▶ [Your objective]: Write out once more the lines running from the top of the entries below to the line with "box: [534, 140, 560, 161]", both ends included.

[Opening Input material section]

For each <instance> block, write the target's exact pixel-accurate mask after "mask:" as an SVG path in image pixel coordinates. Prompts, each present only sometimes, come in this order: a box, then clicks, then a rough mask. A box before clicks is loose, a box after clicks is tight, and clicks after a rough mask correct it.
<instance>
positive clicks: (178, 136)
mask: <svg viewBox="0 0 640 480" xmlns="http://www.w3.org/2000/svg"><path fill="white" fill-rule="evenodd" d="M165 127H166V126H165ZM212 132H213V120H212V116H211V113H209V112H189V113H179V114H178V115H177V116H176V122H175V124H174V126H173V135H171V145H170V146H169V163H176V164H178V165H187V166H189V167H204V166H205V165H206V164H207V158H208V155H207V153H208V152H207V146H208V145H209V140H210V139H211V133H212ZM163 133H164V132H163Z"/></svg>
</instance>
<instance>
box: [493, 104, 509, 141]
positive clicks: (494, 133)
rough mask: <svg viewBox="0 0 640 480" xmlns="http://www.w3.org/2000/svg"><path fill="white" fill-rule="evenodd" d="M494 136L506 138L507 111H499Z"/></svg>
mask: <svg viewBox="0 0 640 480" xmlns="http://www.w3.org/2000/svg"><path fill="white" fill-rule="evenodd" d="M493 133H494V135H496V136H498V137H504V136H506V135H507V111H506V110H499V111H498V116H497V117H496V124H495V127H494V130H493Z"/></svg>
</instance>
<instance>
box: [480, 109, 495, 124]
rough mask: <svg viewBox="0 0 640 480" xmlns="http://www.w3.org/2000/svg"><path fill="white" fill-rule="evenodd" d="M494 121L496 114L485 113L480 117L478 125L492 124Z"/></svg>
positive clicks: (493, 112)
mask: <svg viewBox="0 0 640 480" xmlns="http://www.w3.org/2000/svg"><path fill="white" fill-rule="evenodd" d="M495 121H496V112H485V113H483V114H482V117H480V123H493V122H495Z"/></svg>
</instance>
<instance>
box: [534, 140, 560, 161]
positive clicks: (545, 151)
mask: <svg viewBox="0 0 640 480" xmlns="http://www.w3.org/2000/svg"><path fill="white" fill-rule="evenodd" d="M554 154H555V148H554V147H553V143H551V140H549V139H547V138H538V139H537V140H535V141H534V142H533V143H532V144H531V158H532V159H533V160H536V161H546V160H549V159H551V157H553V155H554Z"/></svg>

[Closing Input material section]

▶ [Response box]:
For each <instance> block, write the target's exact pixel-accurate mask after "mask:" as an SVG path in image pixel coordinates. Prompts, each present only sometimes, come in this order: a box, then clicks, then a rough mask. A box before clicks is loose, a box after clicks is tight, and clicks after a rough mask correct it.
<instance>
positive clicks: (178, 136)
mask: <svg viewBox="0 0 640 480" xmlns="http://www.w3.org/2000/svg"><path fill="white" fill-rule="evenodd" d="M165 127H166V126H165ZM212 132H213V120H212V116H211V113H209V112H189V113H179V114H178V115H177V116H176V122H175V124H174V126H173V135H171V145H170V146H169V163H176V164H178V165H187V166H189V167H204V166H205V165H206V164H207V158H208V155H207V153H208V152H207V146H208V145H209V140H210V139H211V133H212ZM163 133H164V132H163Z"/></svg>
</instance>
<instance>
box: [493, 104, 509, 141]
positive clicks: (494, 133)
rough mask: <svg viewBox="0 0 640 480" xmlns="http://www.w3.org/2000/svg"><path fill="white" fill-rule="evenodd" d="M494 136L506 138L507 111H499Z"/></svg>
mask: <svg viewBox="0 0 640 480" xmlns="http://www.w3.org/2000/svg"><path fill="white" fill-rule="evenodd" d="M493 133H494V135H496V136H498V137H504V136H506V135H507V111H506V110H499V111H498V116H497V117H496V124H495V127H494V130H493Z"/></svg>
</instance>
<instance>
box: [480, 109, 495, 124]
rough mask: <svg viewBox="0 0 640 480" xmlns="http://www.w3.org/2000/svg"><path fill="white" fill-rule="evenodd" d="M494 121L496 114L485 113L480 117L478 125L492 124Z"/></svg>
positive clicks: (493, 112)
mask: <svg viewBox="0 0 640 480" xmlns="http://www.w3.org/2000/svg"><path fill="white" fill-rule="evenodd" d="M495 121H496V112H485V113H483V114H482V117H480V123H493V122H495Z"/></svg>
</instance>
<instance>
box: [534, 140, 560, 161]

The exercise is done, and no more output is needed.